> [Trecho da página]
- - -

E, como maneira de efetivar tal garantia, instituiu a Norma Ápice a Defensoria Pública como “instituição permanente, essencial à função jurisdicional do Estado, incumbindo-lhe, como expressão e instrumento do regime democrático, fundamentalmente, a orientação jurídica, a promoção dos direitos humanos e a defesa, em todos os graus, judicial e extrajudicial, dos direitos individuais e coletivos, de forma integral e gratuita, aos necessitados, na forma do inciso LXXIV do art. 5º desta Constituição Federal” (art. 134).

Não se discute, por esterilidade, o imensurável progresso trazido pela Carta Magna ao instituir a Defensoria Pública como instrumento garantidor de acesso à Justiça. Através dos defensores públicos, estruturados em carreira, a CF assegurou o emparelhamento das classes sociais em um patamar único de dignidade, pois dotou as camadas mais vulneráveis de uma ferramenta hábil na defesa de seus direitos em juízo ou fora dele.

- - -

> [Linhas de dados]
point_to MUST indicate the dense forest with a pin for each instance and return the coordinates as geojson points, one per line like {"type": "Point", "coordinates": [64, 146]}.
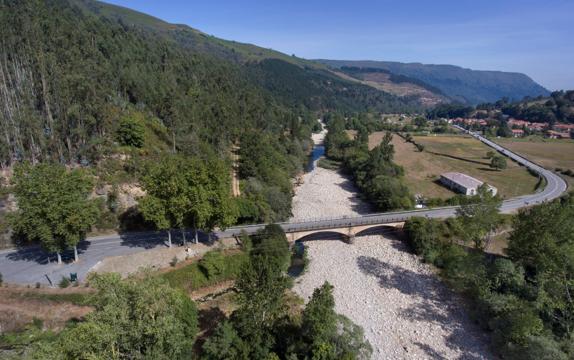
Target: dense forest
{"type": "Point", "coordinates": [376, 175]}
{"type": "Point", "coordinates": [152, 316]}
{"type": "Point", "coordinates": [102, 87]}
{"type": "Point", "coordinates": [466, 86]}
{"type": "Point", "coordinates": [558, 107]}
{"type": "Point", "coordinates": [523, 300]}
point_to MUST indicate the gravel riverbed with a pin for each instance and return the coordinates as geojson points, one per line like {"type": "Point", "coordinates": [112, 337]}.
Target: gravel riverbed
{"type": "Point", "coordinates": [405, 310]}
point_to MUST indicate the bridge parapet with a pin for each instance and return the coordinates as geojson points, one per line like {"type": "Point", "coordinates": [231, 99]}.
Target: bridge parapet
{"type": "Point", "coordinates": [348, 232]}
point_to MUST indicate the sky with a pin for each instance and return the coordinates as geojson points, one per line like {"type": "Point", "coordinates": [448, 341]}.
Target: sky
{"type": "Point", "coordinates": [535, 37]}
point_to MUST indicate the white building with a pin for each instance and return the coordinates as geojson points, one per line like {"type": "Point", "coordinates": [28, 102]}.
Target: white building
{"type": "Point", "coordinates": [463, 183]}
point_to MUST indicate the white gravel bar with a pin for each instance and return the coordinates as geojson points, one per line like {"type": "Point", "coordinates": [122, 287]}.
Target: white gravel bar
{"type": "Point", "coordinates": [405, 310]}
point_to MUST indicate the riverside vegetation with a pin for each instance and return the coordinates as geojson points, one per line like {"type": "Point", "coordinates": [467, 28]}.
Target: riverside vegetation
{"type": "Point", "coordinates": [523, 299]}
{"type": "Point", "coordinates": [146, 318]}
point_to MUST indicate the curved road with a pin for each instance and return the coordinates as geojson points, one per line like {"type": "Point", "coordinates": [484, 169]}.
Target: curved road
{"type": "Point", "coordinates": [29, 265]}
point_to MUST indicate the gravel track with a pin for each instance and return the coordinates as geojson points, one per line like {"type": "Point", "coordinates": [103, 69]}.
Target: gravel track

- - -

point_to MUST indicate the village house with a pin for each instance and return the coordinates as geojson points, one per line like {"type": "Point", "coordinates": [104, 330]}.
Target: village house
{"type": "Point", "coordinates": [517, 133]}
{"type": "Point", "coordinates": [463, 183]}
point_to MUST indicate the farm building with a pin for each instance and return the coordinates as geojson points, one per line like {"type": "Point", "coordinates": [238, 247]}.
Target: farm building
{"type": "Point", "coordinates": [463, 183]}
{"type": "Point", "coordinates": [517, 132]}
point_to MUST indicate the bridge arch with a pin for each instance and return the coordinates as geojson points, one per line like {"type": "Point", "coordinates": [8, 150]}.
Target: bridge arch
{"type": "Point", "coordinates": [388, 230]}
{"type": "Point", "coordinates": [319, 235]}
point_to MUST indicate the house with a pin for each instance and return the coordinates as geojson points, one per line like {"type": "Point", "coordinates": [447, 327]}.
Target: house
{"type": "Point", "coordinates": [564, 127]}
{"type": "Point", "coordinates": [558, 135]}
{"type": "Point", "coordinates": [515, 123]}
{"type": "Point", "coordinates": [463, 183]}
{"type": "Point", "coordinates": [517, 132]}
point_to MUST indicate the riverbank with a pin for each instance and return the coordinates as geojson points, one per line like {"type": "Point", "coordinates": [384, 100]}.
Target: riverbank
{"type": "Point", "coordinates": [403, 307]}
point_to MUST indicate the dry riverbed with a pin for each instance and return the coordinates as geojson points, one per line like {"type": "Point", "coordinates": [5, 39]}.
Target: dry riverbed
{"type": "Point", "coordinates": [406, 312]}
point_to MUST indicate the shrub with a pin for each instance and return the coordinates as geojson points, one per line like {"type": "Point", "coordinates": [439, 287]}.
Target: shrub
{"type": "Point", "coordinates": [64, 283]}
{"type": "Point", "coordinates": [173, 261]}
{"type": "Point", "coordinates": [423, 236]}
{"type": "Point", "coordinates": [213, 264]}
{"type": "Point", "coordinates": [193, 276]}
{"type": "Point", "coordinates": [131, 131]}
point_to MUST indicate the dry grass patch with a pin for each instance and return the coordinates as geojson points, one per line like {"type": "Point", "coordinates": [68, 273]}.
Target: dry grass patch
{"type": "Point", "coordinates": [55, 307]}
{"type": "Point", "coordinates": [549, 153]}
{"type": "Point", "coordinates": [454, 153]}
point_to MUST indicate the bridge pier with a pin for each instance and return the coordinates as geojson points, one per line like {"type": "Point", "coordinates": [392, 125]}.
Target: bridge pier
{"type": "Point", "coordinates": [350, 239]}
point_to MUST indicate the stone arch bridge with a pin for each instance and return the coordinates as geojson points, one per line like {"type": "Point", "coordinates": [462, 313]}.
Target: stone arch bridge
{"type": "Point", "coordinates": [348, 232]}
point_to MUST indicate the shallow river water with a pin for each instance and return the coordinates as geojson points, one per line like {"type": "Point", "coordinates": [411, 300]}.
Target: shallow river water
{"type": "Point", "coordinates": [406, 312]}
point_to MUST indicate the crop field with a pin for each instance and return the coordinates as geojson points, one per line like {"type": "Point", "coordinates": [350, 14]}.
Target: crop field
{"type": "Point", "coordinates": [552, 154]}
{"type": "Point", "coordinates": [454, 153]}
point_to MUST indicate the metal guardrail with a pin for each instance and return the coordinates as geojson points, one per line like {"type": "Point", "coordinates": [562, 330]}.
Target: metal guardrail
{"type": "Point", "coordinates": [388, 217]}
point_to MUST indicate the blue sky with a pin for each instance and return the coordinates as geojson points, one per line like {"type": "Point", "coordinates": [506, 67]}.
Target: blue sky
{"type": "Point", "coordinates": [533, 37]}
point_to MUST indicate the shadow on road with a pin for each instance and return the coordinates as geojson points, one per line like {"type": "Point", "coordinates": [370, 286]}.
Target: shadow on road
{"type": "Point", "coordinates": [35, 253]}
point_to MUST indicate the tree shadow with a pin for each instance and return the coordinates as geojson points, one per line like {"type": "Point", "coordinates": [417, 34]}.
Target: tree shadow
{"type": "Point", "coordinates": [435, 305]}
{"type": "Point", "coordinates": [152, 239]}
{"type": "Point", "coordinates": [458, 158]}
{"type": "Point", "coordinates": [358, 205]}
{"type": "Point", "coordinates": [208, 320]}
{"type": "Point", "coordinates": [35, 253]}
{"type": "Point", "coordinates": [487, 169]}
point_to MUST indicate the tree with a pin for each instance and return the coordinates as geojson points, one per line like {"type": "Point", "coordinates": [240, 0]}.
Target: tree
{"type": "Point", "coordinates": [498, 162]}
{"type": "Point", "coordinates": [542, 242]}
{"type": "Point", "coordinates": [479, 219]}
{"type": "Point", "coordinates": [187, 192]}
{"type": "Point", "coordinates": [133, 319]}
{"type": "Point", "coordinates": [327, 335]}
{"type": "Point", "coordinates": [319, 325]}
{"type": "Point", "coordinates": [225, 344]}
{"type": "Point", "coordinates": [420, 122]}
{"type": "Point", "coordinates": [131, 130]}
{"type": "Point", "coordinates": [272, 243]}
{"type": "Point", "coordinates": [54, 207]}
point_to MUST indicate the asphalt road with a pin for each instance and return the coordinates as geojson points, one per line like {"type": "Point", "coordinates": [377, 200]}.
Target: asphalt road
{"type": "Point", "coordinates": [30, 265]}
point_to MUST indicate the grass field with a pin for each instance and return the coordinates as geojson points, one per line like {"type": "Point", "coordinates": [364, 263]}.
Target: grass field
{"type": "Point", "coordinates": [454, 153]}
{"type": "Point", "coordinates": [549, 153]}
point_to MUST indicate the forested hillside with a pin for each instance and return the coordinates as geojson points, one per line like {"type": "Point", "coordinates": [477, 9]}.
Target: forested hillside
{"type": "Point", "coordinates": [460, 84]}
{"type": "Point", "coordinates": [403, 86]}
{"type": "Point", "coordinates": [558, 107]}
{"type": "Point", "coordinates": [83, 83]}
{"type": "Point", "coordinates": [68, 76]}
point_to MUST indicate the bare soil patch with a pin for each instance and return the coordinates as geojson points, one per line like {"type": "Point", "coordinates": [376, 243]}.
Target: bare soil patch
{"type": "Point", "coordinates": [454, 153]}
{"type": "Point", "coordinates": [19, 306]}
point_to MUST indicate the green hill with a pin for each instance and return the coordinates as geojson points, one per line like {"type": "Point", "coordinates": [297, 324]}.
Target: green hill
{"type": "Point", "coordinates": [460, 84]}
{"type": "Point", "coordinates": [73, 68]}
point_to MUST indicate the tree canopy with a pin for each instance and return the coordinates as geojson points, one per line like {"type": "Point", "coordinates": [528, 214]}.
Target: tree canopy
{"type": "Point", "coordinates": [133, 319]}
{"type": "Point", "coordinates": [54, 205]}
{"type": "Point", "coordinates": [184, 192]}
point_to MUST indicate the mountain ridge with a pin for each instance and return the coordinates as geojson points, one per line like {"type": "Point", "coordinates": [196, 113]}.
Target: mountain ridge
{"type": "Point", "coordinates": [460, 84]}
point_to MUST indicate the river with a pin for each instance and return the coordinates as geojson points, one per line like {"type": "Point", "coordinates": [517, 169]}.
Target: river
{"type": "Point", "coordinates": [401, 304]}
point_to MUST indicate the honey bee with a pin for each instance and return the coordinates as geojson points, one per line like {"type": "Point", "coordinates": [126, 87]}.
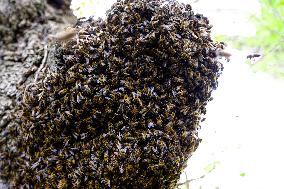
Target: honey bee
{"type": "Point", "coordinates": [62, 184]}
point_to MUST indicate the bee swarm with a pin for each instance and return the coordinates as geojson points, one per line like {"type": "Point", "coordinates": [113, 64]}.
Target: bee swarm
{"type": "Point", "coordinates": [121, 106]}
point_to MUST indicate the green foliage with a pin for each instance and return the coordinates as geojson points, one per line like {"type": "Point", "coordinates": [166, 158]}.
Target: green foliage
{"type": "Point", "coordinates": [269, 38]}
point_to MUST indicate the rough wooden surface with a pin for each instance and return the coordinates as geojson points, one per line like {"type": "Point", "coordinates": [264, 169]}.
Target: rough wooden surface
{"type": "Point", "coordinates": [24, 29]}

- - -

> [O que fazer] Pode reproduzir, sem alterações, a parte do trecho sobre a Defensoria Pública que abre com as palavras que contêm "Não se discute, por" e fecha com "ou fora dele."?

> [Resposta abaixo]
Não se discute, por esterilidade, o imensurável progresso trazido pela Carta Magna ao instituir a Defensoria Pública como instrumento garantidor de acesso à Justiça. Através dos defensores públicos, estruturados em carreira, a CF assegurou o emparelhamento das classes sociais em um patamar único de dignidade, pois dotou as camadas mais vulneráveis de uma ferramenta hábil na defesa de seus direitos em juízo ou fora dele.